All of the material below is to be returned exactly.

** START SUPPLIED DATA **

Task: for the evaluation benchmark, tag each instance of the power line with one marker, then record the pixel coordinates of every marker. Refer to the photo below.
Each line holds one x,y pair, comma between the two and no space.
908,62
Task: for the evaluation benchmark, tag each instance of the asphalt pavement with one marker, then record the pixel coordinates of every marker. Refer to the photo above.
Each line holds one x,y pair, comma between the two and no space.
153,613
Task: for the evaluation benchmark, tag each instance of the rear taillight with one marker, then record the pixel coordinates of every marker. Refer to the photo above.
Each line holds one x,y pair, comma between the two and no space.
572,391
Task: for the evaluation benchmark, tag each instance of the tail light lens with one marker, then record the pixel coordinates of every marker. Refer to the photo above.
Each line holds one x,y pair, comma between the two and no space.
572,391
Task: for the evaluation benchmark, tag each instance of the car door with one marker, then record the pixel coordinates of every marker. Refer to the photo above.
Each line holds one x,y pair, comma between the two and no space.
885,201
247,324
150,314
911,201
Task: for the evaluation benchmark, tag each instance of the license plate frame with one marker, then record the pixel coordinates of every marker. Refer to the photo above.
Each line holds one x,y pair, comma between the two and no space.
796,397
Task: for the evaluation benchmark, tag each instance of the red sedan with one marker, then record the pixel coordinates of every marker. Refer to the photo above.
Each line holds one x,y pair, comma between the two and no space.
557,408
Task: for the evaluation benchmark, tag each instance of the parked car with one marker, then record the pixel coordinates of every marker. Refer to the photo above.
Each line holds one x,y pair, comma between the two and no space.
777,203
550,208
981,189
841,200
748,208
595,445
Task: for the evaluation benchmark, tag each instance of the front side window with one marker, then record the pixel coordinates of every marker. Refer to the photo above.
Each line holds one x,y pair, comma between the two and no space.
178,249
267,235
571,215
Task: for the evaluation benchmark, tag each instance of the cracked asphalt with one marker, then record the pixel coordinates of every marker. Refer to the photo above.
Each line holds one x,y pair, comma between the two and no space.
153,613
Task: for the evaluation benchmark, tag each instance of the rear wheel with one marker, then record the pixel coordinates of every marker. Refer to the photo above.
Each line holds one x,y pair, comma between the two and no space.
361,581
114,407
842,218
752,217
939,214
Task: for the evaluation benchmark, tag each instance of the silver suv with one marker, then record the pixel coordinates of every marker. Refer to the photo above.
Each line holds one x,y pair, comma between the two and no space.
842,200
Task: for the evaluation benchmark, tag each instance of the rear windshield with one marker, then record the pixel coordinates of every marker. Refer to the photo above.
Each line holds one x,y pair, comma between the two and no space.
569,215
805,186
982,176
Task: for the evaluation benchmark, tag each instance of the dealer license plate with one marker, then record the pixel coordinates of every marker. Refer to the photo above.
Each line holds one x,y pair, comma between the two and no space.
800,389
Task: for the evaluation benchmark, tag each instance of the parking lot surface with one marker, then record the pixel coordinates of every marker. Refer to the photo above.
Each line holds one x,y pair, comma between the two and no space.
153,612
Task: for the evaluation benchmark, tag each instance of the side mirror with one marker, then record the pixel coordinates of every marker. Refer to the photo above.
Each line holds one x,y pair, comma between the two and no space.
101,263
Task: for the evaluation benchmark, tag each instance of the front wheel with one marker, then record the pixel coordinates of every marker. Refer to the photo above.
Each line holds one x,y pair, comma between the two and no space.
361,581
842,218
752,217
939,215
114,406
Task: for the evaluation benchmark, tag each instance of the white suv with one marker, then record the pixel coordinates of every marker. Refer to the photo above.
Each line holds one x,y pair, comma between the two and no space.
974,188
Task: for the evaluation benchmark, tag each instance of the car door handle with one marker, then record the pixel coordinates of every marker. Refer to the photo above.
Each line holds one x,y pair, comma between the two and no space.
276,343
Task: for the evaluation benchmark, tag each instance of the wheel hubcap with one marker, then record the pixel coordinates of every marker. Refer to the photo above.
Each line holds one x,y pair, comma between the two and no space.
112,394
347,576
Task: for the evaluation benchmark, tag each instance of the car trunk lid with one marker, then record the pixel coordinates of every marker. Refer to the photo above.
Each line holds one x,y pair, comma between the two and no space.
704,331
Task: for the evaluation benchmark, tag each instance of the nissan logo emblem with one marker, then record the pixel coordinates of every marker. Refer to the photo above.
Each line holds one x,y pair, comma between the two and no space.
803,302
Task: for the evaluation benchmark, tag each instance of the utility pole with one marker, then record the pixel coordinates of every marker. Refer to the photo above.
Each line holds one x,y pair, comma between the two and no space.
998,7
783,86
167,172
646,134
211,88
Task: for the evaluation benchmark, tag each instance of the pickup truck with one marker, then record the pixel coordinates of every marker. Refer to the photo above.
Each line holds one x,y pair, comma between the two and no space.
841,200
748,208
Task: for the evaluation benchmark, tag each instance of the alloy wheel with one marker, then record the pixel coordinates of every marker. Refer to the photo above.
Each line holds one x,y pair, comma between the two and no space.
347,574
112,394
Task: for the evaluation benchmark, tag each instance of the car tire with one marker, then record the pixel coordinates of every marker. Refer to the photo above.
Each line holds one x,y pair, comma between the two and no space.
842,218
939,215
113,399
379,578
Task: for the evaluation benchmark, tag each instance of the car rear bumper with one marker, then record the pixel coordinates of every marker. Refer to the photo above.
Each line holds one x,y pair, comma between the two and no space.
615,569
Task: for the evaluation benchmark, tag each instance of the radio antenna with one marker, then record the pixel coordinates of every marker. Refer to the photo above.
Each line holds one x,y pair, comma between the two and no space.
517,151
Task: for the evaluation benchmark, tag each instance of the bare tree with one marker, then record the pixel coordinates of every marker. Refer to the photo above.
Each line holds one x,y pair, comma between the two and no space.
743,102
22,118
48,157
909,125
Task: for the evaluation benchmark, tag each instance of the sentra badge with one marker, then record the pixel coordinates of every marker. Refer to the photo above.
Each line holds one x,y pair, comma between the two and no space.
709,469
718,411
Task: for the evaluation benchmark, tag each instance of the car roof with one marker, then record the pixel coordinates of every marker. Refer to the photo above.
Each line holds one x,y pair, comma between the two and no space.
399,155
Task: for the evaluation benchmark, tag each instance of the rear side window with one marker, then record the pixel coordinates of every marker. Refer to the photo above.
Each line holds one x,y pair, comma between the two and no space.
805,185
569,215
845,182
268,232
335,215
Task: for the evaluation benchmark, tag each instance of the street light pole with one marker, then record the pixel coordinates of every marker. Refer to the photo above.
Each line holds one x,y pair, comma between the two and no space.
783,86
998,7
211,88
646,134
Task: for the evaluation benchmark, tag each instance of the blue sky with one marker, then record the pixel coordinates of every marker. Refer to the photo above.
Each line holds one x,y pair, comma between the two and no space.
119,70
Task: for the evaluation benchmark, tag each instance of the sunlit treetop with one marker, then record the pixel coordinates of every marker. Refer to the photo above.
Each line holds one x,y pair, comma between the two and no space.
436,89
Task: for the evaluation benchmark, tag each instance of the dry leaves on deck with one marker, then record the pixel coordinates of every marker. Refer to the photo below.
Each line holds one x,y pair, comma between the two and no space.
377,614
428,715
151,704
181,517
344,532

** END SUPPLIED DATA **

### WRITTEN RESPONSE
Task: for the evaluation benchmark, tag each instance of the power line with one marker, then record the pixel coordinates of every marker. Refer to the photo below.
Each line holds one x,y pair, comma between the two and no space.
908,62
Task: for the evaluation benchmark, tag each instance of the asphalt pavement with one marker, then record the pixel coordinates of every marker. Refer to the photo above.
Each line holds one x,y pair, comma between the two and no space.
153,613
Task: for the evaluation benchmark, tag each instance of the rear taillight with one marker, then record the pixel coordinates of every marker. Refer to the photo above.
Each line holds one x,y pair, comma between the two and no space.
572,391
Task: for the evaluation benchmark, tag each instance of the tail light lens with one marker, then record the pixel coordinates of every marker. Refer to the photo above.
Each line holds one x,y pair, comma between the two and no space.
572,391
Task: for the evaluation benchmark, tag each instance of the car door with one marker, then record the pixel coordinates of every marker. Refer to the photo above.
Each line holds one x,y pair, comma between the two and no space.
885,201
247,324
150,314
911,201
Task: for the evaluation benchmark, tag each instance of the license plate frame with one marker, then record the pixel coordinates of every marker. Refer to the photo above.
Each line holds one x,y pair, comma between the two and no space.
796,397
Task: for the evaluation benchmark, tag each instance of the red sedan with one marker, then record the pixel coordinates of every marker. Refer to the photo above.
Each line holds one x,y pair, comma between the two and no space.
557,408
Task: for the evaluation benchmark, tag each instance of the parked car with one marker, then record the pixel coordinates of every marker. Refer to the photo above.
Each line holds one x,y pair, comma between the two and no space.
777,203
550,208
981,189
841,200
748,208
595,445
Task: for the evaluation benchmark, tag each instance of the front side window with one marker, then record the pixel coordinates of every marker. Refer to the photo above.
Each line holds one x,y pair, comma between the two and no space.
178,249
267,235
571,215
Task: for the evaluation benchmark, tag each instance of the cracked asphalt with one marker, then record the pixel coordinates of every marker. Refer to the photo above.
Each line holds one x,y pair, comma between the two and no space.
153,613
Task: for the evaluation benchmark, tag each instance of the rear wheel with one marker, then record the pixel coordinates of every marker. Refer to the photo above.
Each line holds one x,y pair, comma between the two and no space.
361,581
114,407
842,218
752,217
939,214
Task: for the evaluation benchmark, tag each instance of the silver suv with one marker, then record the pixel coordinates of every marker. Refer to the photo above.
Each line holds one x,y pair, comma between the two and no space.
842,200
Task: for the evaluation benchmark, tag each instance of the rear windshield with one marker, then record the pixel coordinates of every marker. Refer to the photo above.
Each line holds one x,y pair, comma between the two and no space.
569,215
805,186
982,176
Task: for the evaluation benchmark, tag each instance of the dealer license plate with one marker, then record the pixel coordinates of every marker. Refer to the photo above.
Each line holds one x,y pair, comma between the two and no space.
800,389
Task: for the evaluation benchmark, tag each instance of the parking lot surface with one marker, then record the pixel coordinates of every marker. Refer to the photo above.
Each line holds one x,y pair, comma between the two and no space.
153,612
Task: for the evaluation benchmark, tag each instance of the side mirror with one marker, then record the pixel coordinates of every marker. Refer to the photo above.
Each line holds one x,y pair, comma between the two and no space.
101,263
Task: for the evaluation benchmark, tag each instance of the front wheel with one marker, then record the pixel coordinates of every marker. Refer to the photo above.
Each line holds one x,y pair, comma between the two and no space.
361,581
842,218
752,217
939,215
114,406
Task: for the evaluation benchmark, tag each instance of the white suv with one marker, then record the pixel coordinates of every marker. Refer to the photo above.
Each line holds one x,y pair, comma between the two and no space.
974,188
Task: for the evaluation benchmark, tag each instance of the car door handle with one marker, then record the pixel coordinates of every marker. Refer to the photo above.
Each line holds one x,y pair, comma between the two and no space.
276,343
Task: for the evaluation benchmark, tag each instance of the wheel hubcap with one marker, then record the pixel coordinates of every marker. Refer to the photo above.
Each line holds one x,y pair, comma between the two and no space.
112,394
347,576
Task: for the evaluation benchmark, tag each instance of the car trunk lid with one marker, then record the pixel coordinates of every marker. Refer to the photo above.
Each line holds one x,y pair, comma between the two and no space.
704,331
Task: for the evaluation benchmark, tag each instance of the nissan logo emblem with one marker, then record the pixel coordinates of every marker. Refer to the photo above.
Each line holds one x,y pair, comma between the two and no space.
803,302
Task: for the evaluation benchmark, tag each instance of the utility pole with one marker, then record the pixel coordinates of every marker. Refer to the photo above.
Each line holds one x,y pair, comma between the two and no space.
998,7
783,86
167,172
646,134
211,88
Task: for the evaluation benchmark, tag each instance of the pickup truck with one marker, then record the pixel coordinates of every marker. Refer to the photo above.
Each line holds one x,y pair, comma between the two and no space.
841,200
748,208
Task: for the evaluation benchmark, tag each instance of the alloy wheel with one marker, then record the pixel coordinates of every marker. Refer to the photo above.
Each line holds one x,y pair, comma between the two and no space.
347,574
112,394
Task: for the evaluation benchmark, tag each instance of the car tire with one marker, then record the pixel coordinates of every marker. Refer to the photo above.
Each line holds one x,y pair, comma between the two and no space.
842,218
939,215
113,399
379,578
Task: for the evaluation benchmark, tag each instance of the car rear bumper with one marker, then record the pixel coordinates of every marker. Refer to the photo above.
Each line holds one x,y pair, comma between the two and no space.
615,569
Task: for the evaluation benchmark, tag each instance of the radio antenna with one marker, then record the pixel coordinates of every marker. Refer to the photo above.
Each line holds one x,y pair, comma between the two and no space.
517,151
Task: for the evaluation benchmark, tag each instance of the bare tree with one marker, then record the pixel coordinates of every marker. Refer to the photo above.
Each line holds one x,y pair, comma between the two and no space.
743,102
22,118
48,157
909,125
Task: for the evaluation benchmark, tag each instance of the sentra badge with one marker, then record the pixel coordinates of every marker. Refer to the photo above.
Each line holds one x,y pair, comma between the two and no space.
709,469
718,411
Task: for the evaluation benchmark, tag each instance of the car roof with one marker, then record the pixel coordinates of every marker. Refer to the photo above.
Each line holds one x,y pair, comma between the two and no space.
399,155
Task: for the evaluation benchmark, tag each instance of the rear side window with one marker, then record the pixel coordinates of every marker. Refer to the photo above.
Each line holds one x,y pair, comma between the two and no space.
805,185
569,215
845,182
268,232
335,215
Task: for the evaluation benchmark, tag each instance of the street light pole with one marker, then record the pixel coordinates of every marker. Refer to the photo above.
Each line holds one x,y pair, comma between the two and no space.
783,86
998,7
211,88
646,134
Task: for the evaluation benchmark, tag each instance of the blue sky with one marker, then record the pixel coordinates of every marker. Refer to the photo above.
Each line holds one x,y pair, comma between the two and no space.
119,70
Task: for the evaluation benchmark, tag each instance of the sunlit treetop with one marker, then record the pixel coordinates of every marker. Refer to the photo above.
Each line holds one x,y pair, comma between the two and no space.
436,89
Task: for the evaluation benchmark, tag each instance of the dry leaves on deck with one marker, then record the pixel coordinates of every marker. Refer to the photo below.
Each line holds one x,y pair, comma between the two and no space.
377,614
428,715
151,704
181,517
344,532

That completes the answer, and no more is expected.